EXERCISE PROMPT: Transcribe the part of the article on the Topeka superintendent starting with "Considered one of" and going on through "over 90 percent.".

EXCERPTED PASSAGE:
═══
Topeka superintendent tells how to close achievement gaps

To casual observers, Dr. Tiffany Anderson is that “boots on the ground” superintendent who wears white sneakers wherever she goes – school visits, board meetings, even as a specially invited guest walking the red carpet at February’s Academy Awards.

But to close followers of the education landscape, Anderson is equally as well known, and admired, for her success at improving achievement and closing achievement gaps for disadvantaged and marginalized students in rural, urban, and suburban public school districts. 

She discussed what she’s learned about transforming schools during an Equity Monday session at NSBA’s Annual Conference.

Superintendent of the 14,000-student Topeka Public Schools for the past year, Anderson was recruited from Missouri’s Jennings School District, just outside of St. Louis. There, she led a dramatic turnaround in the 2,500-student district.

Considered one of the worst-performing systems in the state when she came on board, the district won back full state accreditation after eight years of provisional standing and pushed graduation rates over 90 percent.

Anderson had similar results in Montgomery County Public Schools in Virginia. All 20 schools in the 10,000-student district became accredited under her leadership and multiple schools were recognized under the Governor’s Competence to Excellence Award.

Essential to those transformations was an emphasis on building relationships, strong pedagogy, rigorous, standards-based curriculum, and high expectations, she said: “If a district is not performing where you want it to be, one of those things is broken.”

Relationship building and establishing trust is key, said Anderson. “You can’t lead anyone if you don’t have a relationship. Students will learn from you if they trust you. Grown folks are the same.”

For board members, establishing trust and a willingness to talk and listen “is so important because people are watching,” she said. “They will do what you do.”

Anderson also stressed the importance of thinking “bigger, broader” when it comes to providing services that support poor students, enabling them to stay in school and achieve.
═══
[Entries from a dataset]
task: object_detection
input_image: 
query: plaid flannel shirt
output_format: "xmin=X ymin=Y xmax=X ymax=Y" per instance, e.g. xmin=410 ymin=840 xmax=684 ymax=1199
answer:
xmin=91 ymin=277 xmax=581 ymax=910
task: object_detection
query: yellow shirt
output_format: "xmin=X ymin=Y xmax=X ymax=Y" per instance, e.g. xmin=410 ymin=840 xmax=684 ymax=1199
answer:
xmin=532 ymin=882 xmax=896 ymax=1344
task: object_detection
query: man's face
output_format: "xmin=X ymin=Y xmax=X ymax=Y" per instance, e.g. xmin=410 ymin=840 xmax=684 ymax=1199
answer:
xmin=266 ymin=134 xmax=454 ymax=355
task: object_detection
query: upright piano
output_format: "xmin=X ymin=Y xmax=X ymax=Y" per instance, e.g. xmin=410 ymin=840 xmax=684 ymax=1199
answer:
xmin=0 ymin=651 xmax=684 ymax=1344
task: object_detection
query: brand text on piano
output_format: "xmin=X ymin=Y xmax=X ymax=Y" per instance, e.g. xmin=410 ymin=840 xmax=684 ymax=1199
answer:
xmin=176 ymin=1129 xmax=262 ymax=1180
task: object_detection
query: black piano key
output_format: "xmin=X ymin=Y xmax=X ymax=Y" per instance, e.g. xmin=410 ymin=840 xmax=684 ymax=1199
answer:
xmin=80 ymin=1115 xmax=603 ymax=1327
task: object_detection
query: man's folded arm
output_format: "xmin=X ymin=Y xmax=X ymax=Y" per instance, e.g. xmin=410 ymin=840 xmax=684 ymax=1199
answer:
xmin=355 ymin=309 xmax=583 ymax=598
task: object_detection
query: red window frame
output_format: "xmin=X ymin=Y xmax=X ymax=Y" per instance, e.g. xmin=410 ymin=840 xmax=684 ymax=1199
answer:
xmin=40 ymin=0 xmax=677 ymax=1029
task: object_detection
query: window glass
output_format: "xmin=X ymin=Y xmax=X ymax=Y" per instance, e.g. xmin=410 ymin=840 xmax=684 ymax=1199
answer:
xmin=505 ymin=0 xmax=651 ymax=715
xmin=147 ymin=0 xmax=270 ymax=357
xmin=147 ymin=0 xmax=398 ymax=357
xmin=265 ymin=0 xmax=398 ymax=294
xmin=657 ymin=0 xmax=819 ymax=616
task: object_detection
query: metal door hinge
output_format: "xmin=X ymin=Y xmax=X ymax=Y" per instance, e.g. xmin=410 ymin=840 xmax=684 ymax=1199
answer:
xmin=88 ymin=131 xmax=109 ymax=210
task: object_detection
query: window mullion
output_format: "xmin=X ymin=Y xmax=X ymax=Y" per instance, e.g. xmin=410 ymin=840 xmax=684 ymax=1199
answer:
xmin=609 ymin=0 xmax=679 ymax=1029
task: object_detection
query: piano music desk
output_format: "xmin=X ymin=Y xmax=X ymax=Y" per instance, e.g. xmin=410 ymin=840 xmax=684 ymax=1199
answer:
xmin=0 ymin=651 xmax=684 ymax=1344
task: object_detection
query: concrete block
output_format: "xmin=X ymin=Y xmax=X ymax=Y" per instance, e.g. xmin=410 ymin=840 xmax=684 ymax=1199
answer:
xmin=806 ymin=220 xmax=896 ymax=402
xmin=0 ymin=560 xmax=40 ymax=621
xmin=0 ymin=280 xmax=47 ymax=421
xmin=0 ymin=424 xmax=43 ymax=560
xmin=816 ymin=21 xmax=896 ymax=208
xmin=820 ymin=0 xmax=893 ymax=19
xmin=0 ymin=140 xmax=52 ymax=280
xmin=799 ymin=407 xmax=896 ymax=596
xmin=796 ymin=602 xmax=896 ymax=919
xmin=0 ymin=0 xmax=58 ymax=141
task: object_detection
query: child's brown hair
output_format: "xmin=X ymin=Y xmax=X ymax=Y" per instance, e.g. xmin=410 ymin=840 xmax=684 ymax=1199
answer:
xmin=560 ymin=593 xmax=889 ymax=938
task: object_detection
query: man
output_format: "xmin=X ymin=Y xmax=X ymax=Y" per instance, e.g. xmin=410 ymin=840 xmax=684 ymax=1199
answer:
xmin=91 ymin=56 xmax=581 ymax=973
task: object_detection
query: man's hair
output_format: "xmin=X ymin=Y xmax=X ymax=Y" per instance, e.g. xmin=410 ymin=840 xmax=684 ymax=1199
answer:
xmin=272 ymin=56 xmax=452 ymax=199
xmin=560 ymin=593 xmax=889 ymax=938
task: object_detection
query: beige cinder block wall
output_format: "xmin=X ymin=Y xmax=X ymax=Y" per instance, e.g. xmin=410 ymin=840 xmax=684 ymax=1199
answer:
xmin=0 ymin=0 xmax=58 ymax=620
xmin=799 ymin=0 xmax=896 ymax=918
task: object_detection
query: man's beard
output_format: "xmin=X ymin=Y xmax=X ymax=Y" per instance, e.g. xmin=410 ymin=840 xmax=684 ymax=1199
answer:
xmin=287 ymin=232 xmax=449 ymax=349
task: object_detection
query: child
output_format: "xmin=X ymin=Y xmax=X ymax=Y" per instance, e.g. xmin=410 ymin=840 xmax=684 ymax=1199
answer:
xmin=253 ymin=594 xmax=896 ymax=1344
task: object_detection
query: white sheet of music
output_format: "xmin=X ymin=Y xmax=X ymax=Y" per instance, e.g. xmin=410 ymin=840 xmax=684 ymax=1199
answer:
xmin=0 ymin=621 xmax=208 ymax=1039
═══
SOLUTION FOR THIS EXERCISE:
Considered one of the worst-performing systems in the state when she came on board, the district won back full state accreditation after eight years of provisional standing and pushed graduation rates over 90 percent.